ИСХОДНЫЙ ТЕКСТ →
-.-.-

Разговор с Лизой, дочерью известного коллекционера, живущей в двухэтажной квартире на Чистых прудах, набитой антиквариатом, подлинниками живописи начала века:

— А ты не боишься, что кто-нибудь из твоих друзей наведет на твою квартиру?   — А кто может навести? Разве что ты.

«Eine Gemaelde braucht ebensoviel Schurkerei, List und Betrug, wie die Durchfuerung eines Verbrechens» Edgar Dega («Картина требует таких же ловкости, хитрости и обмана, как совершение преступления» Эдгар Дега).

Для искусства нужна определенная степень свободы, а для неё — определенная степень жестокости. Которой у меня нет. У Брехта в 26 лет было трое детей от трех разных женщин.

Все мои положительные, сознательные усилия (правда,  немногочисленные), всегда были направлены на достижение минимального покоя, свободного времени — условий для работы. Все бессознательные, вообще всё подземное течение жизни — в противоположную сторону, определяемую остротой, опасностью, реальностью. В пограничную зону гибели, в которой протекала жизнь в Москве.

Набоковское отвращение к любым политическим и, шире, к любым, выходящим за рамки частных, вопросам вытекает из чувства бессилия и подавляющей бессмысленности, которые испытывает каждый, кто с ними сталкивается. Человек положительного склада, с классическим отношением к власти и смыслу, он предпочел  заниматься тем, что подчинялось ему безраздельно: языком, игрой шахматными персонажами… Между тем политика — это не менее важная, чем сны, школа бессилия, школа бессмысленности и скрытых  смыслов. Нужно только найти в ней, как в снах, внутренний стиль. Война в Чечне, например, относится к московским будням так же, как ночные кошмары с ужасом и кровью — к дневным заботам — как подоплека, оборотная сторона.

-.-.-

ВХОДНЫЕ ДАННЫЕ →
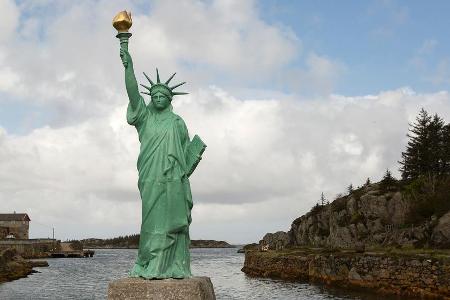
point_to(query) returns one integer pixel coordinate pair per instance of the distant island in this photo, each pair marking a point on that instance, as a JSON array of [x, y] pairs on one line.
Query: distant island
[[132, 242], [392, 237]]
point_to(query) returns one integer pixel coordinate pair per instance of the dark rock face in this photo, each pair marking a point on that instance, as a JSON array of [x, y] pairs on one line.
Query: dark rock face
[[13, 266], [405, 276], [364, 218]]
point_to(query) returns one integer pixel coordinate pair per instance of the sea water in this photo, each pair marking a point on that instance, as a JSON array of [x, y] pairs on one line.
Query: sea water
[[88, 278]]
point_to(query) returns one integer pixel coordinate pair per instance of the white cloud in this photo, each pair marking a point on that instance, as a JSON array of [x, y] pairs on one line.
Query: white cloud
[[261, 155], [267, 160]]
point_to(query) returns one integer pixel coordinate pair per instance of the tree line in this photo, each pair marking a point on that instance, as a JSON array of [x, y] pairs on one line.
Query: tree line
[[424, 168]]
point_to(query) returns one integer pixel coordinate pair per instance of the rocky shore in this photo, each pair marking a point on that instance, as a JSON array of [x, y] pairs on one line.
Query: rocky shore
[[13, 266], [406, 275]]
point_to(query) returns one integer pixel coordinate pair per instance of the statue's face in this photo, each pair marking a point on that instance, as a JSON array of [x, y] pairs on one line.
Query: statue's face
[[160, 101]]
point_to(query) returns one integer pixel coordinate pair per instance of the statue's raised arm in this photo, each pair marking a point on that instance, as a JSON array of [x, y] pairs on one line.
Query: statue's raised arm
[[130, 79]]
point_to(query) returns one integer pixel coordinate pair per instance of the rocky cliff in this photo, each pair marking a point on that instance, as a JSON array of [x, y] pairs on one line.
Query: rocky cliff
[[422, 276], [367, 217]]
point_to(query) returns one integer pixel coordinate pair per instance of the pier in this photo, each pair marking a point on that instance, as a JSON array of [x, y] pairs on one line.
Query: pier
[[73, 254]]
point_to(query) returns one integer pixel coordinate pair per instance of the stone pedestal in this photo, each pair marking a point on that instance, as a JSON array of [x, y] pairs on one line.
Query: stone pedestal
[[195, 288]]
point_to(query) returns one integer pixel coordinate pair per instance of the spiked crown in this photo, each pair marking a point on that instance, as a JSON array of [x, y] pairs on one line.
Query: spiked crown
[[162, 87]]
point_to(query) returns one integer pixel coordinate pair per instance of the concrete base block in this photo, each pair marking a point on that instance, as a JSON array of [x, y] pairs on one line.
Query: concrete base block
[[195, 288]]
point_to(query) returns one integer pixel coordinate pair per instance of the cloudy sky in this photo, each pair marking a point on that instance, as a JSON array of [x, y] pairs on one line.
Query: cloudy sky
[[292, 99]]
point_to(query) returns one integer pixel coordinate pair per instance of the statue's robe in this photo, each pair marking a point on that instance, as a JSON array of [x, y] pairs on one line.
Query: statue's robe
[[165, 193]]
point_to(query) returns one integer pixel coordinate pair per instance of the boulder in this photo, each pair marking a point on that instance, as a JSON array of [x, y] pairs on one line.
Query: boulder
[[441, 232]]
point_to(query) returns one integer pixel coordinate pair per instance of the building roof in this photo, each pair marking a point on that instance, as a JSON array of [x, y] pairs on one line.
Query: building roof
[[14, 217]]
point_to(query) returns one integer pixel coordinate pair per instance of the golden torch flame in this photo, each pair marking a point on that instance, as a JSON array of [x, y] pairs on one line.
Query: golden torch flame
[[122, 21]]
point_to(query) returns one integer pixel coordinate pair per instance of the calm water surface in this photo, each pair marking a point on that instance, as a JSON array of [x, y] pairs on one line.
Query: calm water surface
[[88, 278]]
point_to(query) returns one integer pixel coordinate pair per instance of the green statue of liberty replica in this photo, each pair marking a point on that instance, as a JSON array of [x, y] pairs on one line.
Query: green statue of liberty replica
[[166, 160]]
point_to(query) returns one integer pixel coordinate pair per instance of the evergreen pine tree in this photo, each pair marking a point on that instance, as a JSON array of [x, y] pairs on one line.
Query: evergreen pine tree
[[350, 189], [446, 150], [415, 157], [322, 199], [435, 158]]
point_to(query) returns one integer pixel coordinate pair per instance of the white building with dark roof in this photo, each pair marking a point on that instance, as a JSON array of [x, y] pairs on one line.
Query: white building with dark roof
[[15, 224]]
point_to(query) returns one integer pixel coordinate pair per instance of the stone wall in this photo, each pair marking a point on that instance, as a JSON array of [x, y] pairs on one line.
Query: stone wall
[[386, 274], [32, 248]]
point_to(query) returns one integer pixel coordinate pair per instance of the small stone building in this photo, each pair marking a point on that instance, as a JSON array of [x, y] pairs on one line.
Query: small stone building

-.-.-

КРАТКОЕ ЗАДАНИЕ 1 →
Извлеките из исходного текста без изменений фрагмент от «Разговор с Лизой, дочерью» до «трех разных женщин.» включительно.
КРАТКОЕ ЗАДАНИЕ 2 →
Перепишите без изменений строки входных данных с самого начала и по строку, содержащую «[[132, 242], [392, 237]]», включительно. Изображения в ответ не включайте.

ПОЛНЫЙ ОТВЕТ 1 →
Разговор с Лизой, дочерью известного коллекционера, живущей в двухэтажной квартире на Чистых прудах, набитой антиквариатом, подлинниками живописи начала века:

— А ты не боишься, что кто-нибудь из твоих друзей наведет на твою квартиру?   — А кто может навести? Разве что ты.

«Eine Gemaelde braucht ebensoviel Schurkerei, List und Betrug, wie die Durchfuerung eines Verbrechens» Edgar Dega («Картина требует таких же ловкости, хитрости и обмана, как совершение преступления» Эдгар Дега).

Для искусства нужна определенная степень свободы, а для неё — определенная степень жестокости. Которой у меня нет. У Брехта в 26 лет было трое детей от трех разных женщин.

ПОЛНЫЙ ОТВЕТ 2 →
point_to(query) returns one integer pixel coordinate pair per instance of the distant island in this photo, each pair marking a point on that instance, as a JSON array of [x, y] pairs on one line.
Query: distant island
[[132, 242], [392, 237]]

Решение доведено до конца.